◆ What to do ◆
- 1) In the passage on self-assembling devices below, reproduce word for word the stretch that begins at the words "Engineers are developing" and stops after "still in R&D.".
- 2) Carry on the article about self-assembling devices and DNA tiles, starting after its last sentence.

Extracted text: Begin

Engineers are developing multiple technologies to create devices that self-assemble or self-reconfigure, from synthetic DNA to robotic building blocks. Some may eventually create materials tailored for specific functions, or energy-harvesting and drug-delivery devices. Others may be used to copy objects for rapid prototyping, make replacement parts for other systems, or repair themselves. Self-assembling and self-reconfiguring robots that change their shapes and functions to fit the task and environment may serve as rescue robots and planetary explorers, or completely replace the manufacturing processes of certain consumer goods. All of these techniques are still in R&D.
Until recently, nanotechnology using DNA to build tiny, programmable structures focused mostly on DNA origami. Here, a long strand of biological DNA forms a backbone, with smaller strands bound to its segments to create different shapes. Researchers at Harvard’s Wyss Institute for Biologically Inspired Engineering traveled a different path. Led by Peng Yin, assistant professor of systems biology at Harvard Medical School and a core faculty member at Wyss, the team programmed short synthetic strands of DNA as building blocks, called single-stranded tiles (SSTs). These self-assemble into precise shapes, such as letters and numbers. During self-assembly each 3 nm x 7 nm SST binds to as many as four other tiles if they have complementary DNA sequences. There is no backbone required, so the number of distinct shapes that can be built is high, more than 100, and tiles can be independently added or removed.

Extracted text: End
Data supplied: Begin

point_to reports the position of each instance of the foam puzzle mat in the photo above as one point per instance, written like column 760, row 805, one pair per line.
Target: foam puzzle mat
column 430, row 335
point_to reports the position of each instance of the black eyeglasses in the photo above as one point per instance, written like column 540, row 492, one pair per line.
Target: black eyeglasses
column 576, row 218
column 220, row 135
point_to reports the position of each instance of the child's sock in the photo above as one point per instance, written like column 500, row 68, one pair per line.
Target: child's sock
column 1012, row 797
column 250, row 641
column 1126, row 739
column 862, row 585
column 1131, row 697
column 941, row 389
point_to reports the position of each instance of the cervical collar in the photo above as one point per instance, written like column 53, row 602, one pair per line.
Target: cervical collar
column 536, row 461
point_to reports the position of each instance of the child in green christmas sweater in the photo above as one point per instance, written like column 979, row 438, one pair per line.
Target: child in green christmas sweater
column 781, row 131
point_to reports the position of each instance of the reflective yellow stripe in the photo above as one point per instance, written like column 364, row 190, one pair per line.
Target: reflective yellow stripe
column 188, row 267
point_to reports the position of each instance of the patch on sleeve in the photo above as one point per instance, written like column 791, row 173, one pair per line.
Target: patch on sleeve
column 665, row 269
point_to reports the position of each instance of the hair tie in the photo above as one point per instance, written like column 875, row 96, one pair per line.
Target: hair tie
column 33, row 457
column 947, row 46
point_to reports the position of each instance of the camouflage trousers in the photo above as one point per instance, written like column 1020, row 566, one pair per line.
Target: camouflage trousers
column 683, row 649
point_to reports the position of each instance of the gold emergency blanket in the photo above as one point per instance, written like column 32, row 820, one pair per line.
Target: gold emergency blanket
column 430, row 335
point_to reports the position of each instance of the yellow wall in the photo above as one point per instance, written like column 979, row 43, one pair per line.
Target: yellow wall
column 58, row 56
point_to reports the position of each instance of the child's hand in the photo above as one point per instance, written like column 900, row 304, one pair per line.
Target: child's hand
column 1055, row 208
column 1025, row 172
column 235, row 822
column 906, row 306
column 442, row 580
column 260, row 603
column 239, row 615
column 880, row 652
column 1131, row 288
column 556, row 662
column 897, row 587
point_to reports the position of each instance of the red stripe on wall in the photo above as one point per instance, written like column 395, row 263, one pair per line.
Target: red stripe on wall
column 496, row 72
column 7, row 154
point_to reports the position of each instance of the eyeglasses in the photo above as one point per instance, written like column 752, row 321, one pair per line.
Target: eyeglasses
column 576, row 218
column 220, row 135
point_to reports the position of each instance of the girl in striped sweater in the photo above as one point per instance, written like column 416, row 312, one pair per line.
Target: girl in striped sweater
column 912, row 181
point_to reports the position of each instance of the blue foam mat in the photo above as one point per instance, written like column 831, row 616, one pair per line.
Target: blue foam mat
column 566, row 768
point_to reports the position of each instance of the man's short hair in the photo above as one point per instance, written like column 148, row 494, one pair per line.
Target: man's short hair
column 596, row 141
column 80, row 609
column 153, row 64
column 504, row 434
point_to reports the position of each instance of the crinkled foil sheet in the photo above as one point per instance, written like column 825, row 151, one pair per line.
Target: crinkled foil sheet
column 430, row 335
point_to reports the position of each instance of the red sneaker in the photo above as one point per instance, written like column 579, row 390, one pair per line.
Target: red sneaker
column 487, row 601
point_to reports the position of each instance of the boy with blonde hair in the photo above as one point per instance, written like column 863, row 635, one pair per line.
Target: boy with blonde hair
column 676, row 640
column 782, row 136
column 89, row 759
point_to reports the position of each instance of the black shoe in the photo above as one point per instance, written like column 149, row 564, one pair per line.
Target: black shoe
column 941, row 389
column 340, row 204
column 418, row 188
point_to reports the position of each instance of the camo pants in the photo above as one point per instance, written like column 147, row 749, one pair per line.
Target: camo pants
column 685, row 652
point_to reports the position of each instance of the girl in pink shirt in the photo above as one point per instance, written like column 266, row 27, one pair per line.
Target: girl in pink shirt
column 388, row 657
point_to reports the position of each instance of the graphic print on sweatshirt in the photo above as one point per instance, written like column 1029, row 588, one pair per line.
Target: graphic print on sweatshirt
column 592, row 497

Data supplied: End

◆ Task results ◆
- 1)
Engineers are developing multiple technologies to create devices that self-assemble or self-reconfigure, from synthetic DNA to robotic building blocks. Some may eventually create materials tailored for specific functions, or energy-harvesting and drug-delivery devices. Others may be used to copy objects for rapid prototyping, make replacement parts for other systems, or repair themselves. Self-assembling and self-reconfiguring robots that change their shapes and functions to fit the task and environment may serve as rescue robots and planetary explorers, or completely replace the manufacturing processes of certain consumer goods. All of these techniques are still in R&D.

- 2)
The SuperBot is a set of robotic modules that form and reform linear or solid shapes, such as this walking humanoid form. Developed for possible use by NASA in planetary exploration, SuperBot can walk, crawl, climb, and carry things depending on its form.
Recently, the team extended its work to three-dimensional objects: instead of tiles, the strands now form bricks. Each brick has a distinct sequence of nucleotides, but an identical shape. The team used the 3D bricks to build 102 distinct shapes, somewhat like LEGOs.
“We want to use DNA as information-carrying, self-assembling molecules,” Yin told Design News. “We’re pursuing nanotechnology as a methodology for developing self-assembling devices because it is the only way to make the structures we want, which need small, nanometer-scale particles as building blocks. These are on a different scale than self-assembly methods based on macro-scale building blocks.”
Yin said the technology has several potential uses. In clinical applications, it can be designed to detect diseases, and perhaps also deliver cancer-killing drugs. It can also be used to increase the throughput of nanofabrication processes for making materials used in photonics and energy applications, such as highly efficient nanoelectronics or energy-harvesting devices, or even for nanodevice rapid prototyping.
Larger robotic building blocks have been developed by many different researchers. Some of the best-known self-transforming robots are SuperBot, created by researchers at the Information Sciences Institute of USC’s Viterbi School of Engineering, and CKbot (Connector Kinetic robot), developed by engineers at the University of Pennsylvania’s Modular Robotics Laboratory.
Modular, self-reconfigurable robot hardware implementations are often classified into three basic types: chain, lattice-based, and hybrid, according to Daniel Pickem, graduate student in robotics at Georgia Tech’s GRITS (Georgia Robotics and Intelligent Systems) Lab.